■ Text passage:
•••
In one section, we find the rabbis disputing who is in more dire need, the one who is without clothes, or the one without food. They go back and forth on which type of need should be more closely examined before giving. One rabbi says give immediately to the naked, but examine the hungry. Another rabbis says examine the naked (not sure what this would look like), but give immediately to the hungry. The truth emerges from the great sage, Rav Judah, who synthesizes both arguments, as they each rely on the same prooftext from Isaiah, chapter 58 verse 7. [What God desires] is to share your bread with the hungry, And to take the wretched poor into your home, when you see the naked to clothe him.” The keys words for Rav Judah are “when” and “naked.” “Naked,” is not so much talking about clothing (or lack thereof), but rather that the person’s suffering is plain to see. And so for Rav Judah, nakedness is hunger, and hunger is nakedness. That is to say, vulnerable. And the word “When” makes our response to vulnerability immediate. We are supposed to cover the nakedness of our fellow man right away. In other words, the instant that suffering is evident, we, without hesitation, are commanded to soothe the pain. Thus Rav Judah infers, to share your bread with the hungry, means you do so right away— without reservation, without question, without any coercion or expectation. We give because we can. We feed because it is right.

In this light, when we look at the prooftext from Isaiah, we discover even greater purpose to our acts of charity. In Isaiah, the Israelites have lamented why their fasts and prayers have failed to satisfy God.

They ask: “Why, when we fasted, did you not see? When we starved our bodies, did you pay no heed?”

Isaiah answers that their calls to God have fallen flat:

Because you fast in strife and contention,
And you strike with a wicked fist!
Your fasting today is not such
As to make your voice heard on high.
Is such the fast I desire,
A day for men to starve their bodies?
And lying in sackcloth and ashes?
Do you call that a fast?

[In other words, you focus more on what you give up than on what you give out!]

So Isaiah explains: This is the fast [God] desire[s]:
To unlock the fetters of wickedness,
And untie the cords of lawlessness
To let the oppressed go free;
To break off every yoke.
•••
■ Goal A:
Answer these from the text on Rav Judah and Isaiah's prooftext:
(i) Which chapter and verse of Isaiah do both rabbis' arguments rely on?
(ii) Which two words are the key words for Rav Judah?
(iii) What have the Israelites lamented in Isaiah?
•••
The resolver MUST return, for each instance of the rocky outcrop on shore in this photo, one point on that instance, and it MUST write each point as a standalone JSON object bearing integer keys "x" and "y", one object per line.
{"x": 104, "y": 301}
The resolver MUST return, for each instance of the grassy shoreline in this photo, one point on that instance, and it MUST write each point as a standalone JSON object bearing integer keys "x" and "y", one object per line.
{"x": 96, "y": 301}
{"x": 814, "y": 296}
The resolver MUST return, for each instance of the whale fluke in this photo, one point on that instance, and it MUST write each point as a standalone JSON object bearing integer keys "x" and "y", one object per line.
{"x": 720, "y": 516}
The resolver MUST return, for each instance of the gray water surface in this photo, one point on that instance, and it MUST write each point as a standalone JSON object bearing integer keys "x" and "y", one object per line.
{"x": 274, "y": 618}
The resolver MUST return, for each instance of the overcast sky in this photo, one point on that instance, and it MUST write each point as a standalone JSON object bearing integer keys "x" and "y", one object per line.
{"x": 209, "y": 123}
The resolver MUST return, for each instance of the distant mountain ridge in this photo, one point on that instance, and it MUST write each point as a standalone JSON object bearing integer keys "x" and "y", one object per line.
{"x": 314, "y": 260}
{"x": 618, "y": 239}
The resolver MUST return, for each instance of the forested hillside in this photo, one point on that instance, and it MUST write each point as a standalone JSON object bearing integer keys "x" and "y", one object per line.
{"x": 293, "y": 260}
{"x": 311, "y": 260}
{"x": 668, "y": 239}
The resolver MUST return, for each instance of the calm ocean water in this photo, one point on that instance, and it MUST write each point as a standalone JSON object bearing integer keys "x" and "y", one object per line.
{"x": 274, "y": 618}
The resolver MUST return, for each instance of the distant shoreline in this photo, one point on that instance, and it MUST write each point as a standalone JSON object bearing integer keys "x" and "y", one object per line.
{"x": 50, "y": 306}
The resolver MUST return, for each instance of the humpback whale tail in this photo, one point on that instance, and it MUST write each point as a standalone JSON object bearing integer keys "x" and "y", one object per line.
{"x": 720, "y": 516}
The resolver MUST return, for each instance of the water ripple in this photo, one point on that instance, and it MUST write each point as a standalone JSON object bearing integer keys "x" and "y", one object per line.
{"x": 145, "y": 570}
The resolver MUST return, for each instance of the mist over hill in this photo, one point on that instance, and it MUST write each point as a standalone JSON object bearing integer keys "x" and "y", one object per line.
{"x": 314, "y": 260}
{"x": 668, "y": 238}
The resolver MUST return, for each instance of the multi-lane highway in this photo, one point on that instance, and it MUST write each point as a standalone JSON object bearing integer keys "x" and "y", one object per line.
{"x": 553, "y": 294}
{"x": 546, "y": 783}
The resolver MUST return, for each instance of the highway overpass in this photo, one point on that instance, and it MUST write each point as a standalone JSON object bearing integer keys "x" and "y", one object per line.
•••
■ Goal B:
Update the records from the line containing "The resolver MUST return, for each instance of the multi-lane" through the end of the records, replacing "highway" with "road" and leaving everything else unchanged. Return only those lines.

■ Exercise output A:
(i) Chapter 58, verse 7.
(ii) "When" and "naked."
(iii) Why their fasts and prayers have failed to satisfy God.

■ Exercise output B:
The resolver MUST return, for each instance of the multi-lane road in this photo, one point on that instance, and it MUST write each point as a standalone JSON object bearing integer keys "x" and "y", one object per line.
{"x": 553, "y": 294}
{"x": 546, "y": 783}
The resolver MUST return, for each instance of the road overpass in this photo, one point on that instance, and it MUST write each point as a standalone JSON object bearing integer keys "x" and "y", one object per line.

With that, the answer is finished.